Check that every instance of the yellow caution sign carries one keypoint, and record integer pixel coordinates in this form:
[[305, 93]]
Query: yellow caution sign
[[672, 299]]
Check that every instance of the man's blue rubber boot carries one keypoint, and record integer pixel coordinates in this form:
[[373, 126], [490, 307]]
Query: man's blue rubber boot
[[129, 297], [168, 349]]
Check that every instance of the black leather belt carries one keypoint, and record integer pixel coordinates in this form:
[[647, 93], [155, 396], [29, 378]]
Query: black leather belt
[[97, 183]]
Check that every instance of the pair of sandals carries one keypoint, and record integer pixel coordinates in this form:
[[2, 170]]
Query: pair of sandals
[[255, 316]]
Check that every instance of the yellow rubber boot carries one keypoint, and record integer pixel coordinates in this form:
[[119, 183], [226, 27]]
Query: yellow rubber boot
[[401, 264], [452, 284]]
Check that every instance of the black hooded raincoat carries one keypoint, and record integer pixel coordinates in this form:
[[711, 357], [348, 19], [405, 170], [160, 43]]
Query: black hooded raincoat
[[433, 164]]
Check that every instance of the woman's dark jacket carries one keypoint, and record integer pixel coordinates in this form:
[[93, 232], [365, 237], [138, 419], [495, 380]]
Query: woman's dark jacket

════════════════════

What is being asked: Write down exactly the line with "Check that every instance of the woman's", then each line after it through the end of the data.

Task answer:
Check that every instance of the woman's dark jacket carries one keypoint, and record integer pixel coordinates in this form:
[[93, 232], [365, 237], [138, 419], [495, 380]]
Query: woman's dark jacket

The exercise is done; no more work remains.